#### Source material ####

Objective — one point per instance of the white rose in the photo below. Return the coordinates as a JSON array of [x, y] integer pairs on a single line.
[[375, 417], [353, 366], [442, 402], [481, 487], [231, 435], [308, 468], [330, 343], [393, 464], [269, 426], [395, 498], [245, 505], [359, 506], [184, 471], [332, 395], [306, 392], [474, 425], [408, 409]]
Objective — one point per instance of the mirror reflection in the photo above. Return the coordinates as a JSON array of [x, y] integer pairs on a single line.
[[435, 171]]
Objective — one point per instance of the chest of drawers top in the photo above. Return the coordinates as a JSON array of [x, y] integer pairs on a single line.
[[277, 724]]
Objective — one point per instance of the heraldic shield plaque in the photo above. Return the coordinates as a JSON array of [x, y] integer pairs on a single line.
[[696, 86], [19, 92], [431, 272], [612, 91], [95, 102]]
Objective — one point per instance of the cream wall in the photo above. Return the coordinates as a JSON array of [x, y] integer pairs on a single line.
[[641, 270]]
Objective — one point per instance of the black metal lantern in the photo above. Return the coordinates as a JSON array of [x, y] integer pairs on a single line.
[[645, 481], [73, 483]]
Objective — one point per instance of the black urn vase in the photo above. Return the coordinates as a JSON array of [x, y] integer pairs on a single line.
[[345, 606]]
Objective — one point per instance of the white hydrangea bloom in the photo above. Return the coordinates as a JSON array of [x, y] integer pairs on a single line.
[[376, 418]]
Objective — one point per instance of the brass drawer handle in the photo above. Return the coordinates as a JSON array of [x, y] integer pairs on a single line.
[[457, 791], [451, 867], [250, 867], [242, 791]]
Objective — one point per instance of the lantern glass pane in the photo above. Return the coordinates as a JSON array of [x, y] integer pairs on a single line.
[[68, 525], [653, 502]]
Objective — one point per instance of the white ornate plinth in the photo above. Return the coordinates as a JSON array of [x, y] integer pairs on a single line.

####

• **What is required**: Every record is to be repeated exactly as written.

• **Solution to this task**:
Objective — one point per instance of the white rose in the photo below. Return the coordinates as a JSON array of [x, y] integer pairs on a single line.
[[375, 417], [353, 366], [442, 402], [481, 487], [231, 435], [308, 468], [330, 343], [393, 464], [269, 426], [395, 498], [245, 505], [359, 506], [184, 471], [332, 395], [306, 392], [474, 425], [408, 409]]
Objective — one point per instance of the mirror reflection in the photo above. Return the coordinates as a JSON array of [x, y] integer pairs on a single line.
[[435, 171]]
Objective — one point per instance of the chest of drawers top in the photo above. Return the coordinates as a JSON array of [x, y] integer pairs on a single line.
[[277, 724]]
Objective — one point per instance of the heraldic shield plaque in the photo above. Return the coordinates as a JSON array of [x, y] integer pairs on a single line.
[[696, 86], [19, 92], [431, 272], [612, 91], [95, 102]]
Objective — one point per instance of the cream wall in the photo above. Return the coordinates as a JSON array of [x, y] integer pairs on a single line.
[[641, 270]]
Objective — one point per instance of the black metal lantern in the photo above. Return the coordinates as a JSON array of [x, y] integer pairs on a single line.
[[645, 481], [73, 483]]
Objective — one point per instance of the black urn vase in the photo above. Return the coordinates as a JSON array of [x, y] integer pairs on a single line.
[[345, 606]]
Objective — one point per instance of the white hydrangea bloom in the photo above. Return the coordinates as a JSON array of [x, y] integer pairs on a single line.
[[376, 418]]
Objective — one point per instance of the brass drawer handle in the photo above. Return the coordinates as a JSON array of [x, y] integer pairs on a single line.
[[457, 791], [451, 867], [250, 867], [242, 791]]
Objective — one point per instance of the lantern glass pane in the photo above. Return the coordinates as a JSON array of [x, y] integer pairs on a single line.
[[68, 525], [653, 502]]
Objective — one point per instance of the white ornate plinth in the photo above. Return the coordinates as a JSON array of [x, y] integer pairs on a single line.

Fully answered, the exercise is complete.